= DO THIS =
Could you turn every one of the rows below into a JSON list of strings, one string per line, with blank lines left out?

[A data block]

-------------------------

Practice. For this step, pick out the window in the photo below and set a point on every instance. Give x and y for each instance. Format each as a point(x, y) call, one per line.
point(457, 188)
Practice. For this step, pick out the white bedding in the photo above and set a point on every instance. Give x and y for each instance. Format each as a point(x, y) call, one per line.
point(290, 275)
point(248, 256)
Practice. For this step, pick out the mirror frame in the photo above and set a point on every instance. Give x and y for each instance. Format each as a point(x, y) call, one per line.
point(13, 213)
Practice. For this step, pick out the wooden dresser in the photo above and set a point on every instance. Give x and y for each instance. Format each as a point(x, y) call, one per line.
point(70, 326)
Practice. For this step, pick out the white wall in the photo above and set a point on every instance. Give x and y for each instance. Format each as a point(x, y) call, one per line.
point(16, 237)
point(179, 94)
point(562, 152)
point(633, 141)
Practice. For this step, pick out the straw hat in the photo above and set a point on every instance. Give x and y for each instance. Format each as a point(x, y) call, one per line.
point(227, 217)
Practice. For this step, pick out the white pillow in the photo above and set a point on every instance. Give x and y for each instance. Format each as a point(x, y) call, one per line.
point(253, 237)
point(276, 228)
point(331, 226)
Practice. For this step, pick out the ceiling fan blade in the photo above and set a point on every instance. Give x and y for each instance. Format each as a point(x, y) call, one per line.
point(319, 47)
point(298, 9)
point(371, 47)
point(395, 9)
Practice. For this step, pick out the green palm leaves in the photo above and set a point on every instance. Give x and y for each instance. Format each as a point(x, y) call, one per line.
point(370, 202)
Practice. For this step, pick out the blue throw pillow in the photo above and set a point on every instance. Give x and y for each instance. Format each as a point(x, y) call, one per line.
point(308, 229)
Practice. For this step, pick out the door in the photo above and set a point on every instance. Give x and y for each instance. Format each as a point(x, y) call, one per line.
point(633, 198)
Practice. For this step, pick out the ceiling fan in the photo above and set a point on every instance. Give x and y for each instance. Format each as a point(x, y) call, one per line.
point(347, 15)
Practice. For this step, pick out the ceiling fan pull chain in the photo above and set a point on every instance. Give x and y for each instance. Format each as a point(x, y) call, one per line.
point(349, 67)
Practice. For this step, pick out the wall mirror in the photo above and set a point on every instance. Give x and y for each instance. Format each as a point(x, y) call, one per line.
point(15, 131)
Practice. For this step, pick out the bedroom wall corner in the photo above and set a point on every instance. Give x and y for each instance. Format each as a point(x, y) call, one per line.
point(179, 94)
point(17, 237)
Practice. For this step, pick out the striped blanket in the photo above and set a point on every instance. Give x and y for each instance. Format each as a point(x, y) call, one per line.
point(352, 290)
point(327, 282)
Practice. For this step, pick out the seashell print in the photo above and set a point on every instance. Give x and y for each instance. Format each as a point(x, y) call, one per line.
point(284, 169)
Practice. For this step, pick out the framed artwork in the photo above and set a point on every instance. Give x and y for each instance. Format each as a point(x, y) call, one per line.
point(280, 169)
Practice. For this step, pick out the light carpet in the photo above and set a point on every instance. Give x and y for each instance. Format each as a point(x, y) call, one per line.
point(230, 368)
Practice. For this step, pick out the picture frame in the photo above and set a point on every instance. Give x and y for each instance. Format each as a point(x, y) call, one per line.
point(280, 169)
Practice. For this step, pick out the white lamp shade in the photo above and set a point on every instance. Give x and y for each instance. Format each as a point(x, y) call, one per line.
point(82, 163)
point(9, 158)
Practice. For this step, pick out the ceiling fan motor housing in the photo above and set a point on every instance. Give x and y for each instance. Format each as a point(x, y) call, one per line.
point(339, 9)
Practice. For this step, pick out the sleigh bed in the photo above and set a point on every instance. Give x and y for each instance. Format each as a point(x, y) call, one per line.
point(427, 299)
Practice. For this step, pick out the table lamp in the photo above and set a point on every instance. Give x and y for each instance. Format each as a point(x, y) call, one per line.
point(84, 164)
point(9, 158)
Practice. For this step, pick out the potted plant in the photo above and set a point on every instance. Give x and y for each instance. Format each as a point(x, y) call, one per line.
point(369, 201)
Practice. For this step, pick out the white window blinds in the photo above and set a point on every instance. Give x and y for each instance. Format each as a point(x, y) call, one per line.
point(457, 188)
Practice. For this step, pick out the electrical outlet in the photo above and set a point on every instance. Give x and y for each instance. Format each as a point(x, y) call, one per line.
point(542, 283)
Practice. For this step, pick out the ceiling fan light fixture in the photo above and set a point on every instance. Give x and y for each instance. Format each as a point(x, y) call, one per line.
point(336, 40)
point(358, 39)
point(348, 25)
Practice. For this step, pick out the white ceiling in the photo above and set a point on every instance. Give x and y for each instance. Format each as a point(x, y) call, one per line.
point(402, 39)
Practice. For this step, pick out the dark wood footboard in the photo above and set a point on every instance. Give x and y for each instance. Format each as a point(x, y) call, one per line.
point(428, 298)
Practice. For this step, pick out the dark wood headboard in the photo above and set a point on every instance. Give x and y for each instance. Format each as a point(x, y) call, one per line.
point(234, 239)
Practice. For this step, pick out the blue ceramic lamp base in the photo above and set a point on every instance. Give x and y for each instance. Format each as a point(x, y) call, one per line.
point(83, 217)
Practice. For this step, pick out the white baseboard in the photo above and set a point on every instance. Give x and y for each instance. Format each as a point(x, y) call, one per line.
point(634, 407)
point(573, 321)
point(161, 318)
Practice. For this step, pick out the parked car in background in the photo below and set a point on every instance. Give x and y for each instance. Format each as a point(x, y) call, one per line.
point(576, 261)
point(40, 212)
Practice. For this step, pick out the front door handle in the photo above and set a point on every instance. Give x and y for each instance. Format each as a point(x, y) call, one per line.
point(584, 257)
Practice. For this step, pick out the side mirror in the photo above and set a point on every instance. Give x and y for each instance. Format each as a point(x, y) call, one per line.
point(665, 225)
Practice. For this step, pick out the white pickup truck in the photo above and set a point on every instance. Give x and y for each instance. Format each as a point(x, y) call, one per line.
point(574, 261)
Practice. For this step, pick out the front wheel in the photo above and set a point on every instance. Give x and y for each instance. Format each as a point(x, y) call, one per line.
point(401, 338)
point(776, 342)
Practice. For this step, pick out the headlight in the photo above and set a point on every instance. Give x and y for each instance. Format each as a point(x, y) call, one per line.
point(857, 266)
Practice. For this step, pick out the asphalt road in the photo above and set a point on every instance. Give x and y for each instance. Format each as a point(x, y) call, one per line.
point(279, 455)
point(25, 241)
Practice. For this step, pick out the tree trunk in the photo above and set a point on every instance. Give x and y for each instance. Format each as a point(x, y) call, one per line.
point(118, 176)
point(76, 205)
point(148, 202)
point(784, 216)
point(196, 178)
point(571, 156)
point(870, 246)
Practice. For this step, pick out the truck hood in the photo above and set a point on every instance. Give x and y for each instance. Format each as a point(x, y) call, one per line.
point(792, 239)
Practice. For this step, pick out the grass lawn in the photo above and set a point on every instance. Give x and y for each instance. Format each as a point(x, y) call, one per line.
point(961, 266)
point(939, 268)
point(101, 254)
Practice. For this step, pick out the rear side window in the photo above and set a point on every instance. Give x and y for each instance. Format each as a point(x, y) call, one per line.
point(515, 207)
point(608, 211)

-------------------------

= SOLUTION TO THIS EXERCISE =
[
  "Practice. For this step, pick out the window in the photo below and set a point on every instance. Give x and y for each instance. Format each as a point(x, y) call, one per line.",
  "point(457, 188)",
  "Practice. For this step, pick out the white bedding in the photo above and set a point on every instance. Give x and y for each instance. Format each as a point(x, y) call, one per line.",
  "point(290, 275)",
  "point(248, 256)",
  "Practice. For this step, pick out the mirror frame in the photo above and set a point on every instance. Give x and y for each instance. Format each as a point(x, y) call, one per line.",
  "point(13, 213)",
  "Practice. For this step, pick out the wooden dresser in the photo above and set a point on every instance. Give x and y for each instance. Format each as a point(x, y) call, one per line.",
  "point(70, 326)",
  "Practice. For this step, pick out the white wall in the photo above and set a point on every instance. Give x and y for each instance. Format each as a point(x, y) call, one per line.",
  "point(16, 237)",
  "point(179, 94)",
  "point(562, 152)",
  "point(633, 141)",
  "Practice. For this step, pick out the straw hat in the photo above and set a point on every instance. Give x and y for each instance. Format each as a point(x, y) call, one per line.",
  "point(227, 217)",
  "Practice. For this step, pick out the white pillow in the photo above and set a point on every instance. Give x and y for each instance. Format each as a point(x, y) call, one per line.",
  "point(253, 237)",
  "point(276, 228)",
  "point(331, 226)",
  "Practice. For this step, pick out the ceiling fan blade in the photo above and set a point on every instance. Give x and y for each instance. Format each as a point(x, y) call, one per line.",
  "point(319, 47)",
  "point(298, 9)",
  "point(371, 47)",
  "point(395, 9)",
  "Practice. For this step, pick out the green palm leaves in the photo above and set a point on every instance. Give x and y for each instance. Format each as a point(x, y) call, one per line.",
  "point(370, 202)",
  "Practice. For this step, pick out the blue throw pillow in the photo above and set a point on every instance. Give x and y for each instance. Format each as a point(x, y) call, one per line.",
  "point(308, 229)",
  "Practice. For this step, pick out the door in the photo above and set a point on every instance. Give x and y for each instance. Format each as a point(x, y) call, one per line.",
  "point(633, 198)",
  "Practice. For this step, pick out the ceiling fan in the photo above and set a point on every instance. Give x and y for each instance. Format each as a point(x, y) call, one per line.",
  "point(347, 15)",
  "Practice. For this step, pick out the ceiling fan pull chain in the photo above and set a point on every instance. Give x and y for each instance. Format each as a point(x, y) call, one per line.",
  "point(349, 67)",
  "Practice. For this step, pick out the wall mirror in the photo above and set a point on every instance. Give x and y for each instance. Format each as a point(x, y) call, one per line.",
  "point(15, 131)",
  "Practice. For this step, pick out the bedroom wall corner in the photo above and set a point on every instance. Give x and y for each instance. Format each as a point(x, y) call, one per line.",
  "point(179, 94)",
  "point(17, 237)",
  "Practice. For this step, pick out the striped blanket in the photo above and set a point on every instance. Give x and y for each instance. Format each as a point(x, y) call, one per line.",
  "point(352, 290)",
  "point(327, 282)",
  "Practice. For this step, pick out the seashell print in the photo above and set a point on every instance. Give x and y for each instance. Format each as a point(x, y) call, one per line.",
  "point(284, 169)",
  "Practice. For this step, pick out the framed artwork in the photo above and set a point on every instance. Give x and y for each instance. Format each as a point(x, y) call, one per line.",
  "point(280, 169)",
  "Practice. For this step, pick out the light carpet in the photo above and set a point on every instance. Give x and y for each instance. Format each as a point(x, y) call, one per line.",
  "point(230, 368)",
  "Practice. For this step, pick out the picture frame in the photo above and set a point on every instance. Give x and y for each instance. Format each as a point(x, y) call, one per line.",
  "point(280, 169)",
  "Practice. For this step, pick out the white lamp shade in the photo above and set a point on every instance. Give x and y for each instance. Format each as a point(x, y) call, one per line.",
  "point(82, 163)",
  "point(9, 158)",
  "Practice. For this step, pick out the ceiling fan motor housing in the photo above and set a point on every instance. Give x and y for each instance. Format each as a point(x, y) call, one per line.",
  "point(339, 9)",
  "Practice. For this step, pick out the sleigh bed in the photo above and set a point on every instance. Give x and y for each instance. Format each as a point(x, y) call, one per line.",
  "point(427, 299)",
  "Practice. For this step, pick out the table lamp in the photo above and set a point on every instance. Give x and y for each instance. Format each as a point(x, y) call, one per line.",
  "point(84, 164)",
  "point(9, 158)",
  "Practice. For this step, pick out the potted plant in the photo above and set a point on every instance. Give x and y for each instance. Format each as a point(x, y) call, one per line.",
  "point(369, 201)",
  "Practice. For this step, pick out the white window blinds in the photo above and set a point on every instance. Give x and y for each instance. Format each as a point(x, y) call, one per line.",
  "point(457, 188)",
  "Practice. For this step, pick out the electrical outlet in the photo above and set a point on every instance. Give x and y for each instance. Format each as a point(x, y) call, one per line.",
  "point(542, 283)",
  "Practice. For this step, pick out the ceiling fan light fixture in the photo above and set a point on every instance. Give x and y for each instance. Format each as a point(x, y) call, one per line.",
  "point(336, 40)",
  "point(358, 39)",
  "point(348, 25)",
  "Practice. For this step, pick out the white ceiling in the photo above and set a point on every instance. Give x and y for each instance. Format each as a point(x, y) call, one per line.",
  "point(402, 39)",
  "Practice. For this step, pick out the dark wood footboard in the photo above and set a point on every instance. Give x and y for each instance. Format each as a point(x, y) call, one per line.",
  "point(428, 298)",
  "Practice. For this step, pick out the dark wood headboard in the photo above and set a point on every instance. Give x and y for each instance. Format each as a point(x, y) call, one per line.",
  "point(234, 239)",
  "Practice. For this step, pick out the blue ceramic lamp base in the photo above and set a point on every instance. Give x and y for each instance. Format each as a point(x, y) call, one per line.",
  "point(83, 217)",
  "Practice. For this step, pick out the white baseboard in the photo above and set a point on every instance. Give x and y for each instance. Format each as a point(x, y) call, one per line.",
  "point(634, 407)",
  "point(573, 321)",
  "point(161, 318)",
  "Practice. For this step, pick out the parked car in background in the photo below and set a point on every instance. Give x and y for each instance. Format each as a point(x, y) call, one per line.",
  "point(576, 261)",
  "point(40, 212)",
  "Practice. For this step, pick out the front door handle in the photo above and set a point on every instance. Give x and y for each instance. Format each as a point(x, y) call, one per line.",
  "point(584, 257)",
  "Practice. For this step, pick out the side mirror in the photo above and set a point on every instance. Give x and y for each instance. Format each as a point(x, y) call, one per line.",
  "point(665, 225)",
  "Practice. For this step, pick out the white pickup truck in the photo above and set a point on every instance. Give x and y for each instance. Format each as a point(x, y) call, one per line.",
  "point(574, 261)",
  "Practice. For this step, pick out the front wheel in the photo above and set a point on every instance. Give x and y for each instance. Format each as a point(x, y) call, one per line.",
  "point(401, 338)",
  "point(776, 342)",
  "Practice. For this step, pick out the headlight in the photo above and set a point on every instance. Give x and y for each instance. Format each as a point(x, y) call, one per line.",
  "point(857, 266)",
  "Practice. For this step, pick out the asphalt road in the photo above and set a point on every instance. Give x and y for each instance. Format each as a point(x, y) call, one per line.",
  "point(279, 455)",
  "point(25, 241)",
  "Practice. For this step, pick out the tree trunk in the photo above and set a point on every instance. Give x and y for each instance. Format each as a point(x, y) call, one per line.",
  "point(118, 176)",
  "point(76, 205)",
  "point(148, 202)",
  "point(784, 216)",
  "point(196, 178)",
  "point(571, 156)",
  "point(870, 246)",
  "Practice. For this step, pick out the truck hood in the photo above and set a point on every instance. Give x and y for each instance. Format each as a point(x, y) call, one per line.",
  "point(792, 239)",
  "Practice. For this step, pick out the grass lawn in the photo above and set a point on every instance. Give x and y for each instance. Format each as a point(x, y) call, one per line.",
  "point(961, 266)",
  "point(939, 268)",
  "point(101, 254)",
  "Practice. For this step, pick out the rear side window in the photo above and set a point on every instance. Give x and y for each instance. Format each as a point(x, y) call, one per line.",
  "point(515, 207)",
  "point(608, 211)"
]